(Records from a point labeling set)
+++

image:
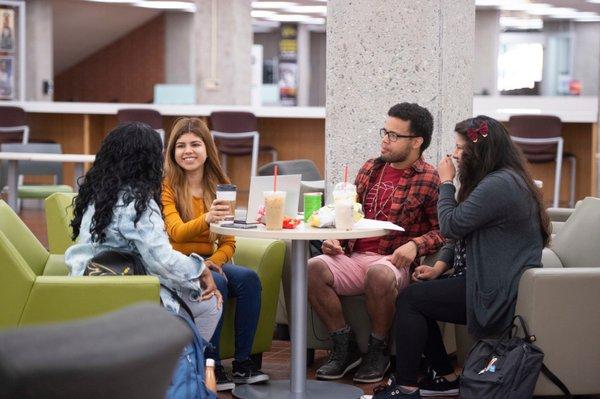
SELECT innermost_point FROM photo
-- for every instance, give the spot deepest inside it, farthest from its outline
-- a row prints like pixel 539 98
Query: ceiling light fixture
pixel 166 5
pixel 306 9
pixel 521 23
pixel 114 1
pixel 268 5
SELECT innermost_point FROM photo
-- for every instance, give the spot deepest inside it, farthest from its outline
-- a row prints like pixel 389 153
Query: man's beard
pixel 397 157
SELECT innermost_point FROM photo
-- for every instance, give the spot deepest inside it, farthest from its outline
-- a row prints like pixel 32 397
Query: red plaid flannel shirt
pixel 414 207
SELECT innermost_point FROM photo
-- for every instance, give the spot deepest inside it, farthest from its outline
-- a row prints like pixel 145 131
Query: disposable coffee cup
pixel 274 209
pixel 228 193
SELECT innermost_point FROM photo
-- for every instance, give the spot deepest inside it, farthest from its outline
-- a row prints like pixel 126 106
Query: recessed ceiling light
pixel 166 5
pixel 520 6
pixel 261 13
pixel 521 23
pixel 294 18
pixel 554 11
pixel 113 1
pixel 306 9
pixel 272 4
pixel 575 15
pixel 588 19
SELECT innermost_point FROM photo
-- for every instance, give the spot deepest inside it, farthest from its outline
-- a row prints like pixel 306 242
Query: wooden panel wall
pixel 305 138
pixel 124 71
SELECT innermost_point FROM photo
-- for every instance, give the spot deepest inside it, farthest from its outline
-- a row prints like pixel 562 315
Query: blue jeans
pixel 243 284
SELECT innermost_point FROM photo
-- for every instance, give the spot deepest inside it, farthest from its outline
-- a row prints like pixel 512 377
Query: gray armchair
pixel 559 302
pixel 126 354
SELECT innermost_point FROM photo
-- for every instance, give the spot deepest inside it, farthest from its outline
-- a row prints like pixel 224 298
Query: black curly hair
pixel 421 121
pixel 130 158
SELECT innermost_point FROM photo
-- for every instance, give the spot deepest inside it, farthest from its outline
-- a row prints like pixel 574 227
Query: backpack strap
pixel 181 302
pixel 552 377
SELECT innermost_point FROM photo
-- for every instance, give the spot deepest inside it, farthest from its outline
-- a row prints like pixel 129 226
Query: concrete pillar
pixel 39 50
pixel 596 131
pixel 223 40
pixel 303 60
pixel 586 54
pixel 180 48
pixel 385 52
pixel 487 41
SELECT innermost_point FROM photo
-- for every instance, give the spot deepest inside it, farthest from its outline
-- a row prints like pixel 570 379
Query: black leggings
pixel 418 308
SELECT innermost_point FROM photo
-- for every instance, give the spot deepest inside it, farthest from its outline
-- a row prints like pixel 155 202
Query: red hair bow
pixel 474 133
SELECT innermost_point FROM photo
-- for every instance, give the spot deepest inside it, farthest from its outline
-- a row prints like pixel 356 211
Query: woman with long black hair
pixel 119 208
pixel 497 227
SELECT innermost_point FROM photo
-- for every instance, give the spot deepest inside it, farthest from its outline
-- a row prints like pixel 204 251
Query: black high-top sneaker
pixel 246 372
pixel 375 363
pixel 344 356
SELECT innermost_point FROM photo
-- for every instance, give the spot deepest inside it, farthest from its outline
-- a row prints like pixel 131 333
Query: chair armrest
pixel 60 298
pixel 550 259
pixel 559 214
pixel 560 306
pixel 266 257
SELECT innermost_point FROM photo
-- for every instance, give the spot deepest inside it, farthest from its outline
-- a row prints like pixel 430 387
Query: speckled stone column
pixel 223 51
pixel 383 52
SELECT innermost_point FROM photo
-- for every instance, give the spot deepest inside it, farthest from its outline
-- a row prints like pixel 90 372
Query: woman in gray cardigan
pixel 496 228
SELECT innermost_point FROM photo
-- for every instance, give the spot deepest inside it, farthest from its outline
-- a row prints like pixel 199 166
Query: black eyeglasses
pixel 393 136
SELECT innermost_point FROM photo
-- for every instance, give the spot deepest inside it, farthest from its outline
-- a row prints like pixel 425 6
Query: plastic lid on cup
pixel 226 187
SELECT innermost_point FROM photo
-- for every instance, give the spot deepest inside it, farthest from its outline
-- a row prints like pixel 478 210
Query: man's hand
pixel 425 272
pixel 332 247
pixel 446 169
pixel 213 266
pixel 405 255
pixel 209 288
pixel 218 210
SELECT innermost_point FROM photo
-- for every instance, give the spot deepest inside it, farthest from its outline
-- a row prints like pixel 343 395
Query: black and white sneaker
pixel 439 386
pixel 224 382
pixel 391 390
pixel 245 372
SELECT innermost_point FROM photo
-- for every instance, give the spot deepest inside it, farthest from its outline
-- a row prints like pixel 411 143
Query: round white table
pixel 298 387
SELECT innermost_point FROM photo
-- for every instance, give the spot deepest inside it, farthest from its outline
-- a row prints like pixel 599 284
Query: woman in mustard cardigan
pixel 192 172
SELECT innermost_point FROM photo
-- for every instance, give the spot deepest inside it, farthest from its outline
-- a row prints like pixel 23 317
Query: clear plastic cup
pixel 344 197
pixel 274 209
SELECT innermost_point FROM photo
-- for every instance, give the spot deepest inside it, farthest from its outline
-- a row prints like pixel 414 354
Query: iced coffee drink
pixel 344 197
pixel 227 193
pixel 274 208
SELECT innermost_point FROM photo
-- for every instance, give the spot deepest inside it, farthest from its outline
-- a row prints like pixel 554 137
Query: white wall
pixel 586 61
pixel 487 33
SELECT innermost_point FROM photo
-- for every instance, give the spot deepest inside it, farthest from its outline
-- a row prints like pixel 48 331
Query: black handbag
pixel 505 368
pixel 115 262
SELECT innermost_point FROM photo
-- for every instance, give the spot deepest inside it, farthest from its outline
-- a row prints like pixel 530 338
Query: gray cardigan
pixel 500 223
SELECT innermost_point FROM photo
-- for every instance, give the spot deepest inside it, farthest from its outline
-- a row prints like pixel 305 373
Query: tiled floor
pixel 276 363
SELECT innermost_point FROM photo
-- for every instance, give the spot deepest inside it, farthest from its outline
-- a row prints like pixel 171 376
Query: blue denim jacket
pixel 146 238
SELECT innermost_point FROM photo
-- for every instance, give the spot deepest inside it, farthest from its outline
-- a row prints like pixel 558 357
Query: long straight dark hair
pixel 489 154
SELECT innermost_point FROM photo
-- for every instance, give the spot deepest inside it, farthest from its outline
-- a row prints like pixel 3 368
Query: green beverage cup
pixel 312 203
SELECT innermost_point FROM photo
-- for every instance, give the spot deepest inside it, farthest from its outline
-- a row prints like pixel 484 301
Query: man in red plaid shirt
pixel 400 187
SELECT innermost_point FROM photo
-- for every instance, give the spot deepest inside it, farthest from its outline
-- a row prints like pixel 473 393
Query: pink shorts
pixel 349 272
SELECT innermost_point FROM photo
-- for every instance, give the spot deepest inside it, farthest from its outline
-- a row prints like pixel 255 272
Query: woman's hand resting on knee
pixel 209 288
pixel 425 272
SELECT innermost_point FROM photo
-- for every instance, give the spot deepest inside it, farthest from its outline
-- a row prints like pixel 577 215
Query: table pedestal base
pixel 280 389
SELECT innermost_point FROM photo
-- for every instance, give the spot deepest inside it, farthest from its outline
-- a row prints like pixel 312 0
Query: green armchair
pixel 34 287
pixel 266 257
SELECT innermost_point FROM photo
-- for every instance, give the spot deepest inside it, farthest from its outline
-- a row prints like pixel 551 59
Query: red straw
pixel 345 175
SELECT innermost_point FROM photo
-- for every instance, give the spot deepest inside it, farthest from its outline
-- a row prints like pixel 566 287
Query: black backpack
pixel 505 368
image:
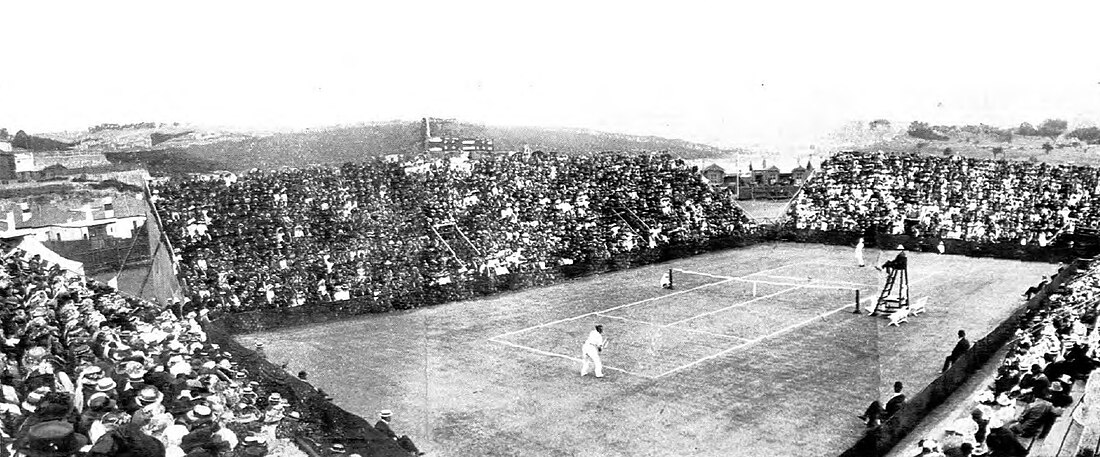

+++

## Task description
Please reproduce the records above line for line, leaving out the pictures.

## Answer in full
image:
SELECT innermost_point FROM photo
-- for every instance, give the spot deepest inside it, farthest from its outline
-- a row prints like pixel 539 98
Query: ceiling light fixture
pixel 166 5
pixel 306 9
pixel 521 23
pixel 114 1
pixel 268 5
SELECT innermost_point FROM photo
-- for every instance, give the spot deepest inside it, farthest from its outline
-- a row prints like pixel 389 153
Query: man's beard
pixel 397 157
SELECT innermost_point FROM photo
-- for every instance, give the spot deepest inside it, farthest from its outline
-- a row prints like pixel 32 397
Query: red plaid flannel shirt
pixel 414 207
SELECT innermost_point FROM photo
-- for every instance, give the spot deepest inside it, farthest from its outline
-- a row prints like pixel 145 131
Query: disposable coffee cup
pixel 274 209
pixel 228 193
SELECT innermost_point FROM photo
-- for every instance, give the spot deepest inside it, farthest from its outline
-- a row prints like pixel 126 106
Query: recessed ceiling light
pixel 166 5
pixel 520 6
pixel 261 13
pixel 521 23
pixel 294 18
pixel 554 11
pixel 113 1
pixel 306 9
pixel 272 4
pixel 575 15
pixel 588 19
SELECT innermost_point FROM photo
-- for every instance, give the spot deepest inside it, farthest from its outline
-- a row prints like pixel 306 242
Query: wooden panel wall
pixel 305 138
pixel 124 71
SELECT innermost_point FROM photo
-- for every instance, give the spot deepest inside it, farthest from its outline
-- a row prints like pixel 562 315
Query: blue jeans
pixel 243 284
SELECT innermost_point FROM photo
-- for every instance, give the spot deepest inside it, farthest from its outline
-- a row prints like pixel 512 377
Query: gray armchair
pixel 559 302
pixel 126 354
SELECT innermost_point FROM photo
-- for every instance, give the spot deepest inside it, farthest from its outline
-- a row prints like pixel 224 298
Query: black curly hair
pixel 421 121
pixel 130 158
SELECT innermost_point FROM photo
-- for every instance, give the spot deepest inside it, farthest from its outline
-- a row prints like pixel 574 227
Query: backpack strap
pixel 181 302
pixel 552 377
SELECT innermost_point FROM photo
-- for every instance, give the spot deepest inside it, farthest from its outline
-- a row prints like pixel 129 226
Query: concrete pillar
pixel 39 50
pixel 596 131
pixel 223 40
pixel 303 60
pixel 586 54
pixel 180 48
pixel 385 52
pixel 487 41
SELECT innermost_point FROM photo
-- for every instance, give the spot deepest inside it, farthest from its outline
-- a row prints like pixel 570 379
Query: black leggings
pixel 418 308
SELECT innermost_point FROM photo
-- for every instance, give the spot deepest inside it, farthest from its outline
-- a row prints like pixel 155 202
Query: red hair bow
pixel 474 133
SELECT innermost_point FROM photo
-- for every instance, give the spot deepest inside it, farthest from its outline
-- a row prints like pixel 356 211
Query: woman with long black hair
pixel 119 208
pixel 497 227
SELECT innermost_point FROM photo
-- for every instance, give the spot deepest inside it, farthest from its outline
-- a row prints like pixel 204 251
Query: black high-top sneaker
pixel 246 372
pixel 375 363
pixel 344 356
SELECT innermost_point FROM photo
-- for every instance, give the spot deepest inside it, farthest from its outline
-- a row prints like pixel 131 333
Query: chair armrest
pixel 60 298
pixel 550 259
pixel 559 214
pixel 560 306
pixel 266 257
SELECT innermost_point FROM photo
-- for every instance, give the spot deepest inside it, farthest from its outline
-- a row prints like pixel 430 387
Query: speckled stone column
pixel 223 51
pixel 383 52
SELECT innermost_point FROM photo
-- for every instance, give the spot deepest inside it, farthest from its outline
-- a row prints like pixel 90 372
Query: woman in gray cardigan
pixel 496 228
SELECT innermost_point FROM photo
-- for every instance, give the spot deepest inside it, farthest from its outline
-- a row prints like pixel 199 166
Query: black eyeglasses
pixel 393 136
SELECT innermost_point FROM photo
-- for every instance, give the spot deepest inside it, farthest from its outline
-- a row prints like pixel 425 6
Query: plastic lid on cup
pixel 226 187
SELECT innermost_point FROM photo
-- for every instance, give the spot deepest inside it, farthest from its outline
-- a row prints like pixel 478 210
Query: man's hand
pixel 425 272
pixel 332 247
pixel 446 169
pixel 213 266
pixel 405 255
pixel 209 288
pixel 218 210
SELECT innermost_point FROM photo
-- for every instance, give the spot deepest inside it, farthest from its outline
-- a row prints like pixel 343 395
Query: black and white sneaker
pixel 439 386
pixel 224 382
pixel 391 390
pixel 245 372
SELECT innermost_point FROM photo
-- for every instance, give the spot deepest inside it, farthest from its outline
-- a row prints like pixel 411 143
Query: round white table
pixel 298 387
SELECT innermost_point FROM photo
-- for every instance, give the spot deepest inside it, farthest from its outline
-- a row prints like pixel 599 284
Query: woman in mustard cardigan
pixel 192 172
SELECT innermost_point FROM photo
-- for every instance, give the spot deepest inside it, farthest from its outline
-- a row prints like pixel 23 317
Query: clear plastic cup
pixel 344 197
pixel 274 209
SELECT innermost_point FROM photo
-- for every instance, give the spot deepest inside it, farthest from its outline
-- a row prints like pixel 414 354
Query: iced coffee drink
pixel 344 197
pixel 227 193
pixel 274 208
SELECT innermost_point FROM photo
-- for every instance, give the spot deepest inside it, farthest from its outline
-- a row prints like pixel 554 137
Query: white wall
pixel 586 61
pixel 487 33
SELECT innermost_point FROM photo
-- for every instance, give the spot deepest inside it, farthest from its outline
-- a row prints like pixel 48 331
Query: black handbag
pixel 505 368
pixel 115 262
SELECT innermost_point FROM photo
-- for every instance, give the spot deepest inside it, farthest from its outline
-- a row prints like pixel 530 338
Query: gray cardigan
pixel 500 223
SELECT innermost_point FROM photo
-- for every instance, give the spot deepest inside it, farthest from its outline
-- a row prints like pixel 305 373
Query: tiled floor
pixel 276 363
SELECT innermost_point FROM photo
-- for every instance, give the spot deepest inside it, farthest from its outline
-- a row prints like pixel 171 376
Query: blue denim jacket
pixel 146 238
SELECT innermost_point FROM photo
-- for every instance, give the spot deepest inside it, farthest from its outline
-- a row prints like pixel 558 357
Query: long straight dark hair
pixel 489 154
SELECT innermost_point FROM photo
-- for every instance, give the spot deepest inside it, farthest from its outline
-- a row prints like pixel 3 368
Query: green beverage cup
pixel 312 203
SELECT innermost_point FROM photo
-- for every instance, give the spot deepest inside it, farthest from its outline
-- a row prints like pixel 484 301
Query: man in red plaid shirt
pixel 400 187
SELECT innermost_point FROM photo
-- for every instance, give the spot deepest inside it, farthest from its outline
-- a row prints like pixel 473 393
Query: pink shorts
pixel 349 272
SELECT innermost_point FROM photo
-- for every instance, give the spot deepest inside it, farthest from its outline
-- a row prints like pixel 255 272
Query: woman's hand resting on knee
pixel 209 288
pixel 425 272
SELECT innermost_point FROM photo
-- for every instance, give the spot deepest inside it, farthest from its outline
-- a row prints like pixel 577 215
Query: table pedestal base
pixel 280 389
SELECT innermost_point FROM photo
-- for every instance, give the spot deepest inside it, farthest from its outline
-- a row prints like pixel 312 0
Query: green armchair
pixel 34 287
pixel 266 257
SELECT innermost_point FROM photo
-- for every instance, give the spot deepest inside it, farthest from its outline
-- a row prints like pixel 551 59
Query: red straw
pixel 345 175
SELECT innermost_point FROM photo
-- for every instance, give the spot deepest inside it, farthest from its outline
-- a row prints like pixel 566 287
Query: black backpack
pixel 505 368
image:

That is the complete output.